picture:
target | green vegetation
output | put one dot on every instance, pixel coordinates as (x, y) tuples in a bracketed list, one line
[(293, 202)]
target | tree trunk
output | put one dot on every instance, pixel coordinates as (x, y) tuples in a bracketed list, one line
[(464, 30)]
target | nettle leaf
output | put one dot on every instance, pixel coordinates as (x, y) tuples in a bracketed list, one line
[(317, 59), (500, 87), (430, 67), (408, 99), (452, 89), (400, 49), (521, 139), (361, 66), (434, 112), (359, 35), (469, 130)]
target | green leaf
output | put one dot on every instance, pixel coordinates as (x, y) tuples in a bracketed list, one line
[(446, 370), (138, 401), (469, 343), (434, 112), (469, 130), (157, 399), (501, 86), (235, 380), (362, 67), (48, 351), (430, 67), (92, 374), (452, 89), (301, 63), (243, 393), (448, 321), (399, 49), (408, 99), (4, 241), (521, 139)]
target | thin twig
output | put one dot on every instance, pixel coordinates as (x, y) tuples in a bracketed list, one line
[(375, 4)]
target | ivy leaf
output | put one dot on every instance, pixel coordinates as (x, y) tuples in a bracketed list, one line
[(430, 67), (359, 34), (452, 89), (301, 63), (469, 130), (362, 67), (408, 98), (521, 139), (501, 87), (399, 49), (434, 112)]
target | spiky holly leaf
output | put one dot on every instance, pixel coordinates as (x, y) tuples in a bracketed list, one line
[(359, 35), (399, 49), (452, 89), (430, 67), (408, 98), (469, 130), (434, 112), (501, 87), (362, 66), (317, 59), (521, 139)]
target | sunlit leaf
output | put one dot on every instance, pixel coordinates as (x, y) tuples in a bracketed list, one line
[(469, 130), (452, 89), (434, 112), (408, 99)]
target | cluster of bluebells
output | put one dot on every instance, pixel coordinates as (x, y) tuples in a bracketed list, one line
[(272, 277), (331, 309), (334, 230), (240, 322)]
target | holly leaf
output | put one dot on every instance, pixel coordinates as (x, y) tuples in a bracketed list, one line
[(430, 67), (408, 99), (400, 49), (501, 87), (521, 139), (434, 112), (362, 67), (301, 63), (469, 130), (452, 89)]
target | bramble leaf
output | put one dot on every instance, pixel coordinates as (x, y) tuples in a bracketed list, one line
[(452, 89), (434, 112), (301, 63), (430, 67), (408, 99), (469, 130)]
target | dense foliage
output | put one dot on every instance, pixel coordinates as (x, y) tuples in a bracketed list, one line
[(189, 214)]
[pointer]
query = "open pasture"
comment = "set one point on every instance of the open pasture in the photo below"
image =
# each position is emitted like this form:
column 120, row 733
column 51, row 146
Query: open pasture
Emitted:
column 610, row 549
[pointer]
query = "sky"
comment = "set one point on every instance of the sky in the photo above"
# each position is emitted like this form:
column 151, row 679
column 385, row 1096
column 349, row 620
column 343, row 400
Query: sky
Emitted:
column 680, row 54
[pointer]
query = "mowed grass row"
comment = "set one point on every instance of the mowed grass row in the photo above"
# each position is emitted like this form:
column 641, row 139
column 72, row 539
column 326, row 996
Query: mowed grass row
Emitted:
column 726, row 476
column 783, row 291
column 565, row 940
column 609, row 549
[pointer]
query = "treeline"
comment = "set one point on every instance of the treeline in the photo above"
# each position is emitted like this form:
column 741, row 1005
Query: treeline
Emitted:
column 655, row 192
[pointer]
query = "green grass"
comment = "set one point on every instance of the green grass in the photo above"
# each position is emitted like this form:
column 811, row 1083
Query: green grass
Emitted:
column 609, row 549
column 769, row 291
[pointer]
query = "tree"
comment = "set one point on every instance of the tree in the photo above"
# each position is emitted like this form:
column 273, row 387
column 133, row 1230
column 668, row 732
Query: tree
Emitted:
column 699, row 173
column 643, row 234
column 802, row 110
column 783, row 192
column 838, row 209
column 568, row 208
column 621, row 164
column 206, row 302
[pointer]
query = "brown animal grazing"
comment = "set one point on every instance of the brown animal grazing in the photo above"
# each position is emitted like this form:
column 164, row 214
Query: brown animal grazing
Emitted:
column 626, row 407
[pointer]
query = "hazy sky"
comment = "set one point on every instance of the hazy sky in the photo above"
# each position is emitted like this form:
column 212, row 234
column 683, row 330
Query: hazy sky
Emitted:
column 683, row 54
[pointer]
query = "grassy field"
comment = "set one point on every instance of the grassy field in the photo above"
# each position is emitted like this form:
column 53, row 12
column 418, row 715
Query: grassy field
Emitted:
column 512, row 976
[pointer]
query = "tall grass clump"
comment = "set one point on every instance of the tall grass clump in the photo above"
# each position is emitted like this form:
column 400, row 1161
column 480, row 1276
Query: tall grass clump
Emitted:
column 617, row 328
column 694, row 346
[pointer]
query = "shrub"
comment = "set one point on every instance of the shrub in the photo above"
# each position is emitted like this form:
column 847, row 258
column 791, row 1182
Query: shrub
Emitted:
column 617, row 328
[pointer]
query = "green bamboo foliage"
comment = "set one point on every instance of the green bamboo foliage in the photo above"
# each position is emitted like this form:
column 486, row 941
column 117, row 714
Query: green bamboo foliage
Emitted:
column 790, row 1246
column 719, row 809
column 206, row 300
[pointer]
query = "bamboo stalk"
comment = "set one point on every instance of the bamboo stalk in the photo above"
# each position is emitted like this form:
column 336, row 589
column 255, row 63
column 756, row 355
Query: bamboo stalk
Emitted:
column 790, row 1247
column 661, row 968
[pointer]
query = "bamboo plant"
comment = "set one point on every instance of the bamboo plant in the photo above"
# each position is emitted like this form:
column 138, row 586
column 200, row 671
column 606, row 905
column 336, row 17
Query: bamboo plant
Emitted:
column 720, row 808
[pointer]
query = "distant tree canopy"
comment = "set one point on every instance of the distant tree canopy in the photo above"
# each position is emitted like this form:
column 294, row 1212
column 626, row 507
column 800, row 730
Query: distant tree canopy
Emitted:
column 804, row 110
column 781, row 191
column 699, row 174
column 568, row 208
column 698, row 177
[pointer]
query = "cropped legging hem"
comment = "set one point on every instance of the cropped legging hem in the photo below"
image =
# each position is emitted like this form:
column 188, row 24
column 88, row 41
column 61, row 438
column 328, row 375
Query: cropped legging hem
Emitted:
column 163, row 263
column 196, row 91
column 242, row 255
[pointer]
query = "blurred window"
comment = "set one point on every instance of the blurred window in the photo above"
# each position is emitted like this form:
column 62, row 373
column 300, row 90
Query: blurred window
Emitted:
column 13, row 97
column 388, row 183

▬▬▬▬▬▬

The full listing, retyped exactly, is the expected answer.

- [Answer for this exercise]
picture:
target | green vegetation
output | put one dot on every instance, pixel coordinates as (x, y) tuples in a bracketed list, one line
[(293, 202)]
target | tree trunk
output | put one dot on every instance, pixel coordinates as (x, y) tuples in a bracketed list, one line
[(464, 30)]
target | nettle leaf
output | put one dot on every instance, pixel coordinates as (x, y) tuples in a bracketed list, one line
[(317, 59), (500, 87), (430, 67), (408, 99), (452, 89), (400, 49), (521, 139), (361, 66), (434, 112), (359, 35), (469, 130)]
target | green leaf
output | put one dot on every instance, pixel coordinates as (x, y) tuples in a bracketed list, one line
[(446, 370), (138, 401), (469, 343), (434, 112), (469, 130), (157, 399), (501, 86), (235, 380), (362, 67), (48, 351), (430, 67), (92, 374), (452, 89), (301, 63), (243, 393), (448, 321), (399, 49), (408, 99), (4, 241), (521, 139)]
target | thin twig
output | put one dot on every instance, pixel coordinates as (x, y) tuples in a bracketed list, one line
[(375, 4)]
target | ivy leaf
output | put one dot on every instance, pixel coordinates as (x, y) tuples in a bracketed list, one line
[(430, 67), (359, 34), (452, 89), (301, 63), (469, 130), (362, 67), (408, 98), (521, 139), (501, 87), (399, 49), (434, 112)]
target | spiky holly leaf
output | put one dot on every instance, pixel coordinates as (x, y) tuples in a bracketed list, one line
[(359, 35), (399, 49), (452, 89), (430, 67), (408, 98), (469, 130), (434, 112), (501, 87), (362, 66), (317, 59), (521, 139)]
target | sunlit leaf
output | put one dot on every instance, pixel coordinates as (x, y) tuples in a bracketed list, one line
[(469, 130), (452, 89), (434, 112), (408, 99)]
target | cluster of bluebells
output | put one dot on every instance, pixel coordinates as (x, y) tuples in a bracketed list, one line
[(272, 277), (331, 309), (334, 230), (240, 322)]
target | holly leaf
output | put one dot on every instance, pixel coordinates as (x, y) tuples in a bracketed list, one line
[(430, 67), (408, 99), (400, 49), (501, 87), (521, 139), (434, 112), (362, 67), (301, 63), (469, 130), (452, 89)]
target | bramble leaf
output | put one dot on every instance, pixel coordinates as (x, y) tuples in a bracketed list, one line
[(452, 89), (434, 112), (301, 63), (430, 67), (408, 99), (469, 130)]
target | dense foliage
output | put one dot on every instance, pixel coordinates as (x, y) tuples in a bracketed list, one line
[(189, 214)]
[pointer]
query = "open pasture"
comment = "set one point on every instance of the open pasture in the photo below"
image =
# each position is emitted like this form:
column 120, row 733
column 51, row 146
Query: open pasture
Emitted:
column 610, row 549
[pointer]
query = "sky"
comment = "set one point on every instance of the sky in the photo above"
# each position is emitted like this form:
column 151, row 679
column 385, row 1096
column 349, row 620
column 343, row 400
Query: sky
Emitted:
column 680, row 54
[pointer]
query = "mowed grass row"
comment = "set one point on every instance of the mowed grass row in the photo above"
# each position is emitted like this form:
column 641, row 139
column 72, row 539
column 326, row 996
Query: mowed grass row
Emitted:
column 726, row 476
column 783, row 291
column 565, row 940
column 609, row 549
[pointer]
query = "treeline"
comment = "set one point on every instance of the treeline in the photo above"
# each position is emitted like this form:
column 741, row 1005
Query: treeline
Emitted:
column 655, row 192
[pointer]
query = "green grass"
comment = "set one point on every instance of the green grass in the photo above"
# each position is emitted like this form:
column 811, row 1083
Query: green grass
Emitted:
column 609, row 549
column 769, row 291
[pointer]
query = "tree"
comment = "set one point on every instance of the tree in the photo above"
# each position is emitted like this form:
column 273, row 387
column 133, row 1230
column 668, row 732
Query: tree
Emitted:
column 699, row 173
column 643, row 234
column 802, row 110
column 783, row 192
column 838, row 209
column 568, row 208
column 621, row 164
column 206, row 302
[pointer]
query = "brown animal grazing"
comment = "set one point on every instance of the brown animal grazing in the photo above"
# each position is emitted like this form:
column 164, row 214
Query: brown animal grazing
Emitted:
column 626, row 407
[pointer]
query = "hazy sky"
comment = "set one point on every instance of the hazy sky in the photo above"
# each position is emitted like this form:
column 212, row 234
column 683, row 330
Query: hazy sky
Emitted:
column 683, row 54
[pointer]
query = "grassy field"
comment = "set one point on every instance of the grassy field in the photo above"
# each position is emitted like this form:
column 53, row 12
column 418, row 715
Query: grassy field
Emitted:
column 512, row 976
[pointer]
query = "tall grass clump"
comment = "set one point on every instance of the tall grass clump in the photo above"
# each position is emitted like this form:
column 400, row 1161
column 480, row 1276
Query: tall grass clump
Emitted:
column 617, row 328
column 694, row 346
[pointer]
query = "shrub"
comment = "set one point on every instance of the shrub in the photo above"
# each position is emitted like this form:
column 847, row 258
column 791, row 1182
Query: shrub
Emitted:
column 617, row 328
[pointer]
query = "green bamboo foliage"
comment = "set one point on every instance of the green bamboo foliage in the photo above"
# each position is emitted like this form:
column 486, row 941
column 117, row 714
Query: green bamboo foliage
Emitted:
column 790, row 1246
column 719, row 809
column 206, row 300
[pointer]
query = "bamboo stalk"
comment = "set one point on every instance of the bamboo stalk in the photo above"
# each position is emitted like this form:
column 336, row 589
column 255, row 63
column 756, row 355
Query: bamboo stalk
Emitted:
column 790, row 1247
column 661, row 968
[pointer]
query = "bamboo plant"
comment = "set one point on every instance of the bamboo plant in the photo above"
# each position is emitted like this form:
column 138, row 586
column 200, row 671
column 606, row 905
column 336, row 17
Query: bamboo plant
Emitted:
column 720, row 808
[pointer]
query = "distant tree canopy"
comment = "set one point on every instance of the distant tree canopy in the photo above"
# each position is emitted like this form:
column 294, row 1212
column 626, row 507
column 800, row 730
Query: distant tree canopy
Emitted:
column 804, row 110
column 781, row 191
column 699, row 174
column 568, row 208
column 698, row 177
[pointer]
query = "cropped legging hem"
comment = "set one point on every instance of the cropped legging hem in the photo below"
image =
# each position is emitted like this form:
column 188, row 24
column 88, row 41
column 61, row 438
column 328, row 375
Query: cropped legging hem
Emitted:
column 163, row 263
column 196, row 91
column 242, row 255
[pointer]
query = "blurred window"
comment = "set one point on every instance of the blurred window in the photo above"
# each position is emitted like this form:
column 62, row 373
column 300, row 90
Query: blurred window
Emitted:
column 13, row 97
column 388, row 183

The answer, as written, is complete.